* **Excerpted passage**:
************

William M. Bass is a U.S. forensic anthropologist, renowned for his research on human osteology and human decomposition. He has also assisted federal, local, and non-US authorities in the identification of human remains. He taught at the University of Tennessee in Knoxville, and though currently retired from teaching, still plays an active research role at the University of Tennessee Anthropological Research Facility, which he founded.
Then we look at the Body Farm WIKI, or the University of Tennessee Anthropological Research Facility which states that it was started by was started in late 1971 by anthropologists William M. Bass and Bill Rodriguez. However, there appears to have been an edit made in the Wiki in 2010.
The University of Tennessee Anthropological Research Facility, better known as the Body Farm and sometimes seen as the Forensic Anthropology Facility, was started in late 1971 by anthropologists William M. Bass and Bill Rodriguez as a facility for study of the decomposition of human remains. It is located a few miles from downtown Knoxville, Tennessee, USA, behind the University of Tennessee Medical Center.
Click HERE or on pic for larger image
There is an extensive article from TruTV on the Body Farm and Dr. Bass’ efforts in dreaming up, implementing and founding the Body Farm. For those interested in forensic science, this is a fantastic and informative read as to what the Body Farm is all about. However, there is a lack of William Rodriguez’s name in the chapter after chapter of reading.
Check out the VIDEO below from 2007 from The Body Farm with both forensic anthropologist William Bass and forensic entomologist Neal Haskell, Ph.D., M.S.

************

* **Excerpted data**:
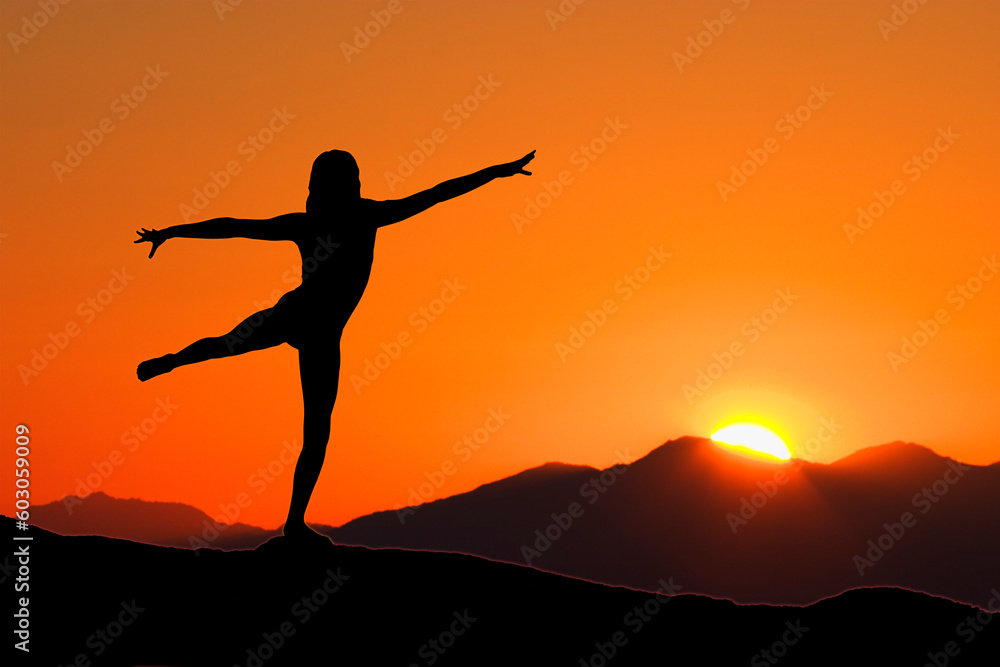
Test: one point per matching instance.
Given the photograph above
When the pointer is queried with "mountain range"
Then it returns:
(718, 523)
(115, 603)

************

* **What to work on**:
1 > Quote the Body Farm passage word for word, starting with "William M. Bass is" and going on through "Wiki in 2010.".
2 > Extend the Body Farm passage, picking up after its last sentence.
The material comes from a different source than the Body Farm passage.

* **Answers by item**:
1 >
William M. Bass is a U.S. forensic anthropologist, renowned for his research on human osteology and human decomposition. He has also assisted federal, local, and non-US authorities in the identification of human remains. He taught at the University of Tennessee in Knoxville, and though currently retired from teaching, still plays an active research role at the University of Tennessee Anthropological Research Facility, which he founded.
Then we look at the Body Farm WIKI, or the University of Tennessee Anthropological Research Facility which states that it was started by was started in late 1971 by anthropologists William M. Bass and Bill Rodriguez. However, there appears to have been an edit made in the Wiki in 2010.

2 >
We have a question into the University of Tennessee Anthropological Research Facility as to whether William C. Rodriguez was a co-founder of the Body farm. We shall await their answer; however, from what is presently available, it would seem like a slight embellishment at best. Would an individual, William C. Rodriguez III, who got their undergraduate degree in the 1980′s be a co-founder when according to the VIDEO below, Dr. Bass discusses the concepts and the beginning of the Body Farm started in 1971.
This would seem like something that maybe the State and prosecutor Jeff Ashton might want to ask William C. Rodriguez about. One would think that of you were the co-founder of such a prestigious forensic science facility like the Body Farm, it would be referenced everywhere and when Bill Bass’ name is listed it would say, co-founder as well. One would think. However, putting up fences and pouring concrete does not a co-founder make. That would be a laborer and student who was helping out, hardly a co-founder. If Mr. Rodriguez did more, we would really like to see it. if not, Jeff Ashton best object to “Bolstering”.
By the way, where is the MSM in all this? Stop showing videos of individuals beating each other up waiting in line for the Casey Anthony trial and misinforming the public that Werner Spitz did some type of great job by dropping unsubstantiated BS bombshells when he was destroyed by the prosecution on cross and investigate whether there is some embellishments going on here. Inquiring minds want to know.